*Objective*. Reproduce the article on midsize oil companies from "An example is" up to and including "(NYSE:CHV - news).", swapping "Chevron" for "Conoco".

ANALYSIS-Hard choices for Midsize Oil after mergers
By William Maclean
LONDON, June 4 (Reuters) - The birth of oil's supermajors is pushing medium sized companies unable to compete in scale to seek specialist niches and alliances or risk oblivion.
Being nimble and innovative rather than merely larger will be vital goals for middle ranked firms left on the shelf amid a flurry of combinations reshaping the industry, analysts say.
''Companies that fail to act may lose control of their destiny, becoming acquisition or breakup targets,'' said a report by consultants McKinsey.
''A lot of assets are being sold and this is where the companies are buying and developing niches,'' said Gil Gidron, a Madrid-based partner of Andersen Consulting.
While an orgy of asset-stripping and cost-cutting pushes Big Oil up Wall Street's rankings, lesser fry must court investor applause by making more efficient use of capital and resources.
Options being examined include global tie-ups, especially in deregulated gas and power, and regional links using purchases of marginal fields and refineries shed by merging goliaths.
''Being big offers some great opportunities. And being nimble offers some other great opportunities,'' said David Moore, a partner in the Houston office of Arthur Andersen.
What will not work is a me-too strategy of merging merely to compete in size with top guns Exxon Mobil (NYSE:XON - news) (NYSE:MOB - news), BP Amoco (quote from Yahoo! UK & Ireland: BPA.L) and Royal Dutch/Shell .
The bulk of huge mergers may have already happened, and with each new tie-up the list of partners narrows.
In any case, unions of small or medium scale companies have not been well received by markets, providing savings that mostly look puny against those to be enjoyed by the new supermajors.
An example is fourth largest U.S. oil company Texaco (NYSE:TX - news), which won widespread praise on Wall Street this week by abandoning exploratory merger talks with Chevron (NYSE:CHV - news).
Texaco, whose proposed combination would still have been much smaller than any one of the industry's big three, cited ''complexity, feasibility, risk and price'' as problem areas.
''We've had a very good run of mergers and acquisitions upstream but arguably it's coming towards the end,'' said Keith Palmer, vice chairman of investment banking at N.M. Rothschild.
He notes the largest companies have provided better returns for equity markets than their midsized, broad-based competitors.
But all is not lost. Provided smaller firms choose the right strategy they will be able to build distinctive advantage and thrive despite a lack of comparable world class scale.
''In the upstream, there are people who are extraordinary at shallow water, deep wells. Then there are people who are very good at deep water, shallow wells,'' said Moore.
''Those people can find opportunities all over the planet.''
McKinsey sees four main strategy choices for midsized firms.

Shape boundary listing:
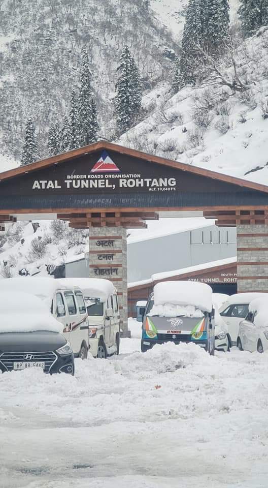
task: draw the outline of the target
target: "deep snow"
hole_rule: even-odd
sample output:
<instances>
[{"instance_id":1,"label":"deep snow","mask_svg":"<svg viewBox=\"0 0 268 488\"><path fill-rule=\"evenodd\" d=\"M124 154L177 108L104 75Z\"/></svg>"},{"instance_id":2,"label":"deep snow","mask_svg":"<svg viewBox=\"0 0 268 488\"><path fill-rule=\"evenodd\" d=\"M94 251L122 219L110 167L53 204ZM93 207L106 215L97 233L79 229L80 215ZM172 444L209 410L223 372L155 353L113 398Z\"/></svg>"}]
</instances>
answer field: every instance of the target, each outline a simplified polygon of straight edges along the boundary
<instances>
[{"instance_id":1,"label":"deep snow","mask_svg":"<svg viewBox=\"0 0 268 488\"><path fill-rule=\"evenodd\" d=\"M195 345L0 377L1 488L266 488L268 356Z\"/></svg>"}]
</instances>

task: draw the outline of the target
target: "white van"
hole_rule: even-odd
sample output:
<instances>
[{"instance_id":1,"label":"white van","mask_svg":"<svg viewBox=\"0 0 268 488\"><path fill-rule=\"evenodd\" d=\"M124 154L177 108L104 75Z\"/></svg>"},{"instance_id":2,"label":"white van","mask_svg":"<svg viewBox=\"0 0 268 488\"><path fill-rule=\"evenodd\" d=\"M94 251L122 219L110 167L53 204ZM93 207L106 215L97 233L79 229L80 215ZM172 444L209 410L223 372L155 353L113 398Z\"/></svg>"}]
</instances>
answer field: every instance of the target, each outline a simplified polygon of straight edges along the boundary
<instances>
[{"instance_id":1,"label":"white van","mask_svg":"<svg viewBox=\"0 0 268 488\"><path fill-rule=\"evenodd\" d=\"M230 338L230 345L236 346L239 324L247 317L251 301L259 296L267 297L266 293L236 293L228 297L227 300L219 309L220 315L223 319Z\"/></svg>"},{"instance_id":2,"label":"white van","mask_svg":"<svg viewBox=\"0 0 268 488\"><path fill-rule=\"evenodd\" d=\"M65 278L69 286L82 290L88 315L89 352L94 357L119 354L120 312L116 289L102 278Z\"/></svg>"},{"instance_id":3,"label":"white van","mask_svg":"<svg viewBox=\"0 0 268 488\"><path fill-rule=\"evenodd\" d=\"M53 316L62 324L64 336L70 342L74 356L82 359L87 357L87 313L83 294L78 287L68 286L61 280L53 278L29 277L1 280L1 290L11 294L14 292L29 293L45 301Z\"/></svg>"}]
</instances>

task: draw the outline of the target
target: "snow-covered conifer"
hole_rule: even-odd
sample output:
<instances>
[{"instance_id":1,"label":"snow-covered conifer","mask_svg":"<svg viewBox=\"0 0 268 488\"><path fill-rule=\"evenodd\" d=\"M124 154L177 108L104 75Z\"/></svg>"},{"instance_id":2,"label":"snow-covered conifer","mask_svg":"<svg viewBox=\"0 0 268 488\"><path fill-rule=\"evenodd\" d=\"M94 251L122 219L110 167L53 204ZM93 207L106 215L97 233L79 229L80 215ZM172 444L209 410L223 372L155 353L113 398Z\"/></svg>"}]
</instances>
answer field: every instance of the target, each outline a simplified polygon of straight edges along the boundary
<instances>
[{"instance_id":1,"label":"snow-covered conifer","mask_svg":"<svg viewBox=\"0 0 268 488\"><path fill-rule=\"evenodd\" d=\"M117 127L123 133L135 123L142 106L140 71L127 46L122 54L116 71L115 114Z\"/></svg>"},{"instance_id":2,"label":"snow-covered conifer","mask_svg":"<svg viewBox=\"0 0 268 488\"><path fill-rule=\"evenodd\" d=\"M49 128L48 147L51 156L55 156L60 152L59 124L57 121L52 122Z\"/></svg>"},{"instance_id":3,"label":"snow-covered conifer","mask_svg":"<svg viewBox=\"0 0 268 488\"><path fill-rule=\"evenodd\" d=\"M81 90L78 108L78 122L81 145L86 145L97 140L98 125L97 110L91 84L88 54L83 50Z\"/></svg>"},{"instance_id":4,"label":"snow-covered conifer","mask_svg":"<svg viewBox=\"0 0 268 488\"><path fill-rule=\"evenodd\" d=\"M26 124L25 136L21 155L21 166L34 163L37 158L37 144L35 127L31 118Z\"/></svg>"},{"instance_id":5,"label":"snow-covered conifer","mask_svg":"<svg viewBox=\"0 0 268 488\"><path fill-rule=\"evenodd\" d=\"M268 22L268 1L240 0L238 13L244 35L250 36Z\"/></svg>"},{"instance_id":6,"label":"snow-covered conifer","mask_svg":"<svg viewBox=\"0 0 268 488\"><path fill-rule=\"evenodd\" d=\"M182 79L181 73L181 67L180 58L177 57L175 60L174 76L173 77L173 82L172 83L172 89L175 93L177 93L183 85L183 81Z\"/></svg>"},{"instance_id":7,"label":"snow-covered conifer","mask_svg":"<svg viewBox=\"0 0 268 488\"><path fill-rule=\"evenodd\" d=\"M62 152L68 152L71 149L71 134L70 124L66 116L64 118L61 136L61 150Z\"/></svg>"},{"instance_id":8,"label":"snow-covered conifer","mask_svg":"<svg viewBox=\"0 0 268 488\"><path fill-rule=\"evenodd\" d=\"M71 96L70 124L71 130L70 148L76 149L79 146L79 123L77 97L74 90L72 90Z\"/></svg>"},{"instance_id":9,"label":"snow-covered conifer","mask_svg":"<svg viewBox=\"0 0 268 488\"><path fill-rule=\"evenodd\" d=\"M182 40L180 72L185 83L193 83L196 79L199 53L197 46L203 44L202 15L199 0L190 0Z\"/></svg>"}]
</instances>

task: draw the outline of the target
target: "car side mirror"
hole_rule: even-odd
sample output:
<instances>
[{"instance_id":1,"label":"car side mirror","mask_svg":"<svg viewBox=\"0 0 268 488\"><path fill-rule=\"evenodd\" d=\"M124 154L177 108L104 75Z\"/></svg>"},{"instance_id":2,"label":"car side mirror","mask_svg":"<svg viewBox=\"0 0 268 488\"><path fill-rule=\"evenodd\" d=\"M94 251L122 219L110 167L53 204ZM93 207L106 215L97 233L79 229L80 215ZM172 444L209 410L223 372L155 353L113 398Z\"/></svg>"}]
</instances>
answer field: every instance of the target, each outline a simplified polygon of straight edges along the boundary
<instances>
[{"instance_id":1,"label":"car side mirror","mask_svg":"<svg viewBox=\"0 0 268 488\"><path fill-rule=\"evenodd\" d=\"M107 309L106 311L106 317L109 319L110 317L113 317L113 309Z\"/></svg>"},{"instance_id":2,"label":"car side mirror","mask_svg":"<svg viewBox=\"0 0 268 488\"><path fill-rule=\"evenodd\" d=\"M87 324L86 325L80 326L80 330L88 330L89 328L89 326L88 324Z\"/></svg>"},{"instance_id":3,"label":"car side mirror","mask_svg":"<svg viewBox=\"0 0 268 488\"><path fill-rule=\"evenodd\" d=\"M65 315L65 309L64 305L57 306L57 315L58 317L62 317Z\"/></svg>"}]
</instances>

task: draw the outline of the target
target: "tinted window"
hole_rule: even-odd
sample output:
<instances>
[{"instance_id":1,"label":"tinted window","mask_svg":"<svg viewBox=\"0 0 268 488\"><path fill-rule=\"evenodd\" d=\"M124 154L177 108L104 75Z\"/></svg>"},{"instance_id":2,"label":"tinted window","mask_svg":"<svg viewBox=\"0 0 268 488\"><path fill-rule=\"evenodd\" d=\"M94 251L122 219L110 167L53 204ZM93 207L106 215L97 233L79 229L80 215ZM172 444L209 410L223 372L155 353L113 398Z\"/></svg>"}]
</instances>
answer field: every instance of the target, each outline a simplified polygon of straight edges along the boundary
<instances>
[{"instance_id":1,"label":"tinted window","mask_svg":"<svg viewBox=\"0 0 268 488\"><path fill-rule=\"evenodd\" d=\"M75 295L80 314L85 314L86 312L86 309L85 302L84 301L84 297L83 295L79 291L76 291Z\"/></svg>"},{"instance_id":2,"label":"tinted window","mask_svg":"<svg viewBox=\"0 0 268 488\"><path fill-rule=\"evenodd\" d=\"M222 317L230 317L232 309L232 305L229 305L229 307L227 307L227 309L225 309L225 310L221 312L220 315L222 315Z\"/></svg>"},{"instance_id":3,"label":"tinted window","mask_svg":"<svg viewBox=\"0 0 268 488\"><path fill-rule=\"evenodd\" d=\"M103 306L104 304L99 302L93 303L93 305L88 305L87 313L93 317L102 317L103 315Z\"/></svg>"},{"instance_id":4,"label":"tinted window","mask_svg":"<svg viewBox=\"0 0 268 488\"><path fill-rule=\"evenodd\" d=\"M114 295L114 312L115 314L116 314L118 312L118 301L116 295Z\"/></svg>"},{"instance_id":5,"label":"tinted window","mask_svg":"<svg viewBox=\"0 0 268 488\"><path fill-rule=\"evenodd\" d=\"M56 294L56 312L57 317L64 317L66 314L65 306L61 293Z\"/></svg>"},{"instance_id":6,"label":"tinted window","mask_svg":"<svg viewBox=\"0 0 268 488\"><path fill-rule=\"evenodd\" d=\"M70 315L75 315L76 314L76 305L75 301L75 297L71 293L68 292L64 293L65 299L68 307L68 311Z\"/></svg>"},{"instance_id":7,"label":"tinted window","mask_svg":"<svg viewBox=\"0 0 268 488\"><path fill-rule=\"evenodd\" d=\"M150 312L151 312L151 310L153 308L153 306L154 306L154 300L150 300L150 301L149 302L148 305L147 305L147 309L146 309L146 315L147 315L148 314L149 314L149 313Z\"/></svg>"},{"instance_id":8,"label":"tinted window","mask_svg":"<svg viewBox=\"0 0 268 488\"><path fill-rule=\"evenodd\" d=\"M231 311L231 317L245 319L248 313L248 305L234 305Z\"/></svg>"}]
</instances>

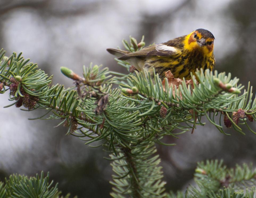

*Written reply*.
An example is fourth largest U.S. oil company Texaco (NYSE:TX - news), which won widespread praise on Wall Street this week by abandoning exploratory merger talks with Conoco (NYSE:CHV - news).